(Point localization data)
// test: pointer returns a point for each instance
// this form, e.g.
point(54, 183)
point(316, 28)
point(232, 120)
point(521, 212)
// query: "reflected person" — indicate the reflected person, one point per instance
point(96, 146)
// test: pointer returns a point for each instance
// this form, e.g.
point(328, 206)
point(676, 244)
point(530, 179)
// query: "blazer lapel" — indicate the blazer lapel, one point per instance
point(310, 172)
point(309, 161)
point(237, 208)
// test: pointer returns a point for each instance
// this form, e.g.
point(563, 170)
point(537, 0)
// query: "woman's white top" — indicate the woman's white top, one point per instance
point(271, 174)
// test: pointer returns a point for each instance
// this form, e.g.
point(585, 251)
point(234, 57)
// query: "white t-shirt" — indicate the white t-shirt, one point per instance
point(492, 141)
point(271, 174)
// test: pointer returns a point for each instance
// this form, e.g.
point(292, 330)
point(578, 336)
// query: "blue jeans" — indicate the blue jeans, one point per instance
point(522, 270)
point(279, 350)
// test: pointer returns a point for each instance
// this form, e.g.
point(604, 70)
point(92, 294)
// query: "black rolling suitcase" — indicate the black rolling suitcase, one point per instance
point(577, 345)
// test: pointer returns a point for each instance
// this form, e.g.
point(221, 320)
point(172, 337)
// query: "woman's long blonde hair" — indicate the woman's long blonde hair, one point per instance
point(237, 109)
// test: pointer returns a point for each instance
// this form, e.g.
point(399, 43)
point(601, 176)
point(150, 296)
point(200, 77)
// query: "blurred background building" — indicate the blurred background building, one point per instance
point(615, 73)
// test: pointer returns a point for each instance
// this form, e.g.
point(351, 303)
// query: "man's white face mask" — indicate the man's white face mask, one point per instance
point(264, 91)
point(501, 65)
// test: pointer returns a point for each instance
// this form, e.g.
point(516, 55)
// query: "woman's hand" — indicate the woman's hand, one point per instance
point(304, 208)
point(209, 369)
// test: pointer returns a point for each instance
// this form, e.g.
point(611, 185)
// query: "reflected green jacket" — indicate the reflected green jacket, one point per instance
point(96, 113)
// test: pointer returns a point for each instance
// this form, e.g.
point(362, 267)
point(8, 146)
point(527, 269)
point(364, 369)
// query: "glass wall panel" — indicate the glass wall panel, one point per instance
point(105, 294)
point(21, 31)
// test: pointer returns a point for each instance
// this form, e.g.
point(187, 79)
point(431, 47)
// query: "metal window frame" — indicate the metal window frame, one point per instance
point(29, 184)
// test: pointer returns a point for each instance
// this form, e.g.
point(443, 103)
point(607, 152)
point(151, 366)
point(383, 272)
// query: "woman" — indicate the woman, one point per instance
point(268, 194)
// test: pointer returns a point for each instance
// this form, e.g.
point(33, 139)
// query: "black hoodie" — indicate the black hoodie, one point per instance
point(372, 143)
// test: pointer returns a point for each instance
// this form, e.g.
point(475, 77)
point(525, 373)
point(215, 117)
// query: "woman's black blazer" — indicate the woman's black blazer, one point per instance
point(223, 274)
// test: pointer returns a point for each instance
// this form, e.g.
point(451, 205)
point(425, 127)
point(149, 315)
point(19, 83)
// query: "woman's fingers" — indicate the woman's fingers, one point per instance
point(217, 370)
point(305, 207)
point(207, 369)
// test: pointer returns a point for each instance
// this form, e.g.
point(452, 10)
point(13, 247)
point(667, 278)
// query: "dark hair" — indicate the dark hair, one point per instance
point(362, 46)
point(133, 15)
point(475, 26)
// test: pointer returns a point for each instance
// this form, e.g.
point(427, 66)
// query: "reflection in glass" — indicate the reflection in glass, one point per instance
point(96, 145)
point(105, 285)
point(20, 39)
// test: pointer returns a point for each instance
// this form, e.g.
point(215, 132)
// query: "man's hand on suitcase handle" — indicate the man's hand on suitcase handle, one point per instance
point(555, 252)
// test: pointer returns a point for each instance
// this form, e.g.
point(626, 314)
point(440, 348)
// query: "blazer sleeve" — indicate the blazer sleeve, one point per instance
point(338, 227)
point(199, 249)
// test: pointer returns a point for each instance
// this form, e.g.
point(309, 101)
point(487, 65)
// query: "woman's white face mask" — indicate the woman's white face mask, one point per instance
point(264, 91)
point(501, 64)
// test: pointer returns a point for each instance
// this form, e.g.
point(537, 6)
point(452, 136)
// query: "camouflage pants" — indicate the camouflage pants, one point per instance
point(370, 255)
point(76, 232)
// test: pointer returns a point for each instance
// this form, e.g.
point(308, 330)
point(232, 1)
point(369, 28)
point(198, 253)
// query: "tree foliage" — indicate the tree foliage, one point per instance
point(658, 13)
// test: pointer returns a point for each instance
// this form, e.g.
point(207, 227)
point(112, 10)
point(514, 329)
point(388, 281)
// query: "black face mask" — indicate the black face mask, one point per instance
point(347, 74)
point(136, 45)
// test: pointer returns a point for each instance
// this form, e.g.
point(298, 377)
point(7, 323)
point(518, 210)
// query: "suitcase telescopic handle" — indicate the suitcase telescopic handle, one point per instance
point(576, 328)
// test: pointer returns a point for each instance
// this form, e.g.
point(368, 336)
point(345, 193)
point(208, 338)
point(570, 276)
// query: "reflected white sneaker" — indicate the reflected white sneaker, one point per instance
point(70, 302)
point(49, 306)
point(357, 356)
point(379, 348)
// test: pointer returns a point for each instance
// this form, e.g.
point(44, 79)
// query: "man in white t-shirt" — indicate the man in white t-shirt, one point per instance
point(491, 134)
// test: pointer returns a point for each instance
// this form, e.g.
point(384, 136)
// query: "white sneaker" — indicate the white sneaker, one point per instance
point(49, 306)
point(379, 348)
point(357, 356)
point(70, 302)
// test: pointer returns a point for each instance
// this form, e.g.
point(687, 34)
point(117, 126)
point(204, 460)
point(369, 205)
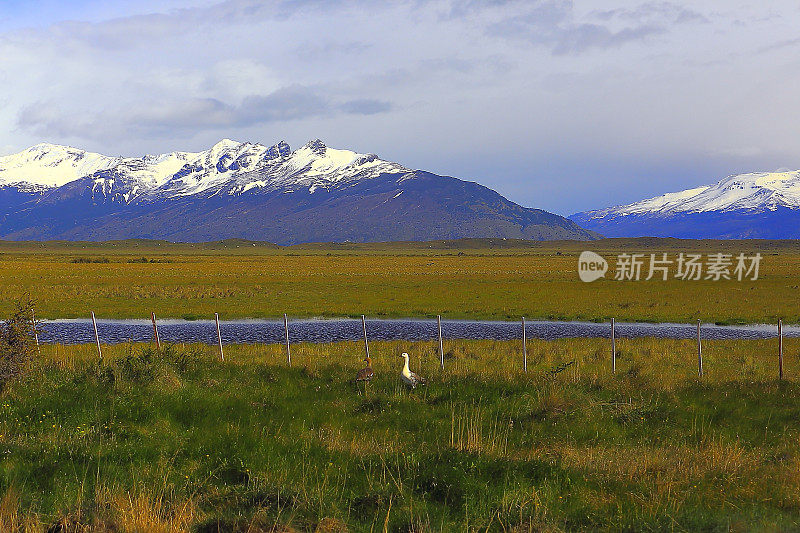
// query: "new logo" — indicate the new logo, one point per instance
point(591, 266)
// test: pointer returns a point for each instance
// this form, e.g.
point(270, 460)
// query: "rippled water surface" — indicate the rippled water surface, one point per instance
point(324, 330)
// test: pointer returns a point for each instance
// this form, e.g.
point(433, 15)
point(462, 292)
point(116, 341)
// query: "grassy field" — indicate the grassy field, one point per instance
point(177, 441)
point(464, 279)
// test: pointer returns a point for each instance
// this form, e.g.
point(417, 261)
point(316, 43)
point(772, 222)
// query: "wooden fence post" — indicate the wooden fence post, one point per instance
point(286, 329)
point(35, 331)
point(366, 343)
point(699, 351)
point(780, 349)
point(155, 332)
point(219, 337)
point(524, 348)
point(613, 348)
point(441, 344)
point(96, 336)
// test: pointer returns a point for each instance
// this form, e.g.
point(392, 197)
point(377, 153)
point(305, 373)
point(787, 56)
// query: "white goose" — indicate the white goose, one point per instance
point(410, 378)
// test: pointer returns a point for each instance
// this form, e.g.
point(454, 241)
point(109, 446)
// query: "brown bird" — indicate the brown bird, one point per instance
point(366, 373)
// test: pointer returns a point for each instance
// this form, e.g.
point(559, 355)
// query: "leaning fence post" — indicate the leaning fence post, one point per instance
point(699, 351)
point(524, 348)
point(155, 332)
point(219, 337)
point(441, 344)
point(286, 329)
point(780, 349)
point(96, 336)
point(366, 343)
point(613, 348)
point(35, 332)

> **WHAT YOU SHOULD DO**
Exactly the lines from the one with "point(305, 373)" through the final line of the entries are to be returned, both ends included.

> **WRITTEN SOLUTION**
point(305, 373)
point(787, 56)
// query: "white goose" — indicate the white goose, one point per instance
point(410, 378)
// test: pointer returns a point for each instance
// this form, e.g.
point(454, 241)
point(109, 446)
// query: "brown bird" — indicate the brown bird, one point per instance
point(366, 373)
// test: pointer returns a point for each instance
// this form, e.g.
point(559, 355)
// query: "leaning fence post" — indicate the leaning fence post, one point per instance
point(699, 351)
point(524, 348)
point(155, 332)
point(219, 337)
point(441, 344)
point(286, 329)
point(780, 349)
point(96, 336)
point(366, 343)
point(613, 348)
point(35, 332)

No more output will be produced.